» Text to read:
This specification describes the behavior of the System Discovery Service, User Orchestration Agent, and Application Service Instances. It is intended for engineers, architects, platform integrators, and reviewers evaluating interoperability, security, and lifecycle behavior. It does not constitute legal advice, regulatory guidance, or a warranty of compliance with any jurisdiction’s statutory or contractual requirements. Implementers remain responsible for ensuring that deployments comply with applicable laws, privacy obligations, platform policies, and security standards. Any resemblance to existing specifications is for compatibility and clarity only.


Executive Summary

The architecture defines a unified, cross‑platform model for orchestrating local services under strict identity, lifecycle, and zero‑trust constraints. It introduces three cooperating components: the System Discovery Service, the User Orchestration Agent, and Application Service Instances. Together, these components provide a deterministic, secure, and interoperable foundation for on‑device service orchestration across Windows, Linux, macOS, iOS, Android, and embedded POSIX systems.

Identity is explicit and mandatory at every boundary. Four identity primitives—Device Identity, User Identity Token, Session Token, and Generation ID—ensure that no component infers trust from transport, process context, or platform behavior. This identity model enforces strict separation between device, user, session, and instance boundaries.

Lifecycle behavior is deterministic and uniform across platforms. Each component follows a defined state machine governing activation, steady‑state operation, error handling, and recovery. The User Orchestration Agent manages the lifecycle of Application Service Instances, ensuring that capabilities, endpoints, and identity metadata remain consistent and validated throughout the instance’s lifetime.

Capabilities are explicitly declared, immutable, and enforced at multiple layers. The Service Catalog maintained by the UOA provides authoritative metadata for routing, policy enforcement, and health monitoring. Capabilities cannot be inferred from endpoint structure or naming, and undeclared operations are rejected deterministically.

Message formats are structured, transport‑agnostic, and consistent across platforms. Whether delivered via domain sockets, named pipes, XPC, Binder, or POSIX IPC, messages maintain identical semantics, identity requirements, and error structures. This ensures interoperability even when underlying OS primitives differ significantly.

[Source data]
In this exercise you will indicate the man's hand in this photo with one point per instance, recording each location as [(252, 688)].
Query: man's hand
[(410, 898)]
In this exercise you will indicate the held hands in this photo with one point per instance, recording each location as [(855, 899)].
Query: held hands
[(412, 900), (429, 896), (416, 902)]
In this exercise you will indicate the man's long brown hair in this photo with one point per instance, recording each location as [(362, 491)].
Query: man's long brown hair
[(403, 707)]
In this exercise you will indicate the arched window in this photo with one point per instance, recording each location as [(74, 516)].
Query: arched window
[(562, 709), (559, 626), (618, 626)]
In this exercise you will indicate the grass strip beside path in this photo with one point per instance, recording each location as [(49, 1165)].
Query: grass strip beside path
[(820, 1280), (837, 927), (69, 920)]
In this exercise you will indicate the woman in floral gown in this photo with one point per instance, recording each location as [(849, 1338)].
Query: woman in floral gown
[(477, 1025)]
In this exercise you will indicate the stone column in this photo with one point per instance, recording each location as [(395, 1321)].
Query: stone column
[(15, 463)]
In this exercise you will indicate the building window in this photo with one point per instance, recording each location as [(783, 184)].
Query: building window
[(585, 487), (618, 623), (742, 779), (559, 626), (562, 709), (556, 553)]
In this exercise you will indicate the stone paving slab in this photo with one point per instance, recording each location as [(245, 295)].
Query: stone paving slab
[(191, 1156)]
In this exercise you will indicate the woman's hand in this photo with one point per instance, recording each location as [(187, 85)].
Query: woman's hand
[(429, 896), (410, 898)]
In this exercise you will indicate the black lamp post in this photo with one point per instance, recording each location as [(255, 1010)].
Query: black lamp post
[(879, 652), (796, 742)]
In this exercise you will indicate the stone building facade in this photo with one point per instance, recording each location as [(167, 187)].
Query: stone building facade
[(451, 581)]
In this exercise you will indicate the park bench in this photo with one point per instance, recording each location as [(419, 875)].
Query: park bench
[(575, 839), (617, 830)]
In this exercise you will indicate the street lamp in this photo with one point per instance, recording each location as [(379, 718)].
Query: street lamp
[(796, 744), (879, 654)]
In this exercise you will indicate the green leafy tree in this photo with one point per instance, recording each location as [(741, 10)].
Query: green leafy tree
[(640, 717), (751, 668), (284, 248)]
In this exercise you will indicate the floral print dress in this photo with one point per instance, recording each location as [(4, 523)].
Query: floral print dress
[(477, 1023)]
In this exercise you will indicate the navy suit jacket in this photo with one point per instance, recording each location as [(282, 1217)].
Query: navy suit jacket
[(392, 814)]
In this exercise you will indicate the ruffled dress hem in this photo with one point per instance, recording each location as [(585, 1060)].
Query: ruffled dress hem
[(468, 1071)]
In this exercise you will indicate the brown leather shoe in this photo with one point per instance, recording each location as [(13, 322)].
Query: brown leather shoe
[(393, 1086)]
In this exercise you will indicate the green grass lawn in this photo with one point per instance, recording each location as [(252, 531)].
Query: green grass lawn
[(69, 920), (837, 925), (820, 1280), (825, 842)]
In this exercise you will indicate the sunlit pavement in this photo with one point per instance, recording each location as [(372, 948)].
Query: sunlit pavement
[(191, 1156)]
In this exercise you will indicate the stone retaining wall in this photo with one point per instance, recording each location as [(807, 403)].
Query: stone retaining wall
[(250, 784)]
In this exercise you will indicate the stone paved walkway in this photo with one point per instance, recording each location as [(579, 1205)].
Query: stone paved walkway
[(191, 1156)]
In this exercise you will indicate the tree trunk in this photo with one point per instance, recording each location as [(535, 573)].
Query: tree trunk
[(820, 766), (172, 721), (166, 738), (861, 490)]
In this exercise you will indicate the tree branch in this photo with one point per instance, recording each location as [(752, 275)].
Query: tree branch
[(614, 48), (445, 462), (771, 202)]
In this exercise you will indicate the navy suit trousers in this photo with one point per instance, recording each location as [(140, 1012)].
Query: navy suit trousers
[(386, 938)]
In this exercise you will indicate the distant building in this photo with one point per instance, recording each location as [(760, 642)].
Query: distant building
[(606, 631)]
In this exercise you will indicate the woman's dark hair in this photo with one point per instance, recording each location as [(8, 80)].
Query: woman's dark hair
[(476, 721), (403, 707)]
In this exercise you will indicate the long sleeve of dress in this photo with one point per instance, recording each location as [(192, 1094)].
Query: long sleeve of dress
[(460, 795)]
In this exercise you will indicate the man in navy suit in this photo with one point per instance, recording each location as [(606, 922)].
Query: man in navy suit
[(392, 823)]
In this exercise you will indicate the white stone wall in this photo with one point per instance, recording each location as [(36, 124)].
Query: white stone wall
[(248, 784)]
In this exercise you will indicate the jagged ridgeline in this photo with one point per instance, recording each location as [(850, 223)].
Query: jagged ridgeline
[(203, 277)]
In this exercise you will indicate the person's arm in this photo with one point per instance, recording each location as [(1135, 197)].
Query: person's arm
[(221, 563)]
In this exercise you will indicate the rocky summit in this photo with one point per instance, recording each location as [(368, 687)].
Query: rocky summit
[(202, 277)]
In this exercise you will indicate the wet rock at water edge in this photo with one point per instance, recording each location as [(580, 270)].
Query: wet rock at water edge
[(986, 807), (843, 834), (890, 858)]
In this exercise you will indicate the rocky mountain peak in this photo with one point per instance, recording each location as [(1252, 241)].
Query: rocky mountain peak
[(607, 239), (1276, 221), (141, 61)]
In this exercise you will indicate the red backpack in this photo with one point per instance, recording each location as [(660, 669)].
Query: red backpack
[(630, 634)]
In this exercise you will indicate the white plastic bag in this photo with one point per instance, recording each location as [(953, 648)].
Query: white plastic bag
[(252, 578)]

» Task objective:
Print everything in the service orchestration specification from "Identity is explicit" down to "and instance boundaries.", with the wording unchanged.

» The reply:
Identity is explicit and mandatory at every boundary. Four identity primitives—Device Identity, User Identity Token, Session Token, and Generation ID—ensure that no component infers trust from transport, process context, or platform behavior. This identity model enforces strict separation between device, user, session, and instance boundaries.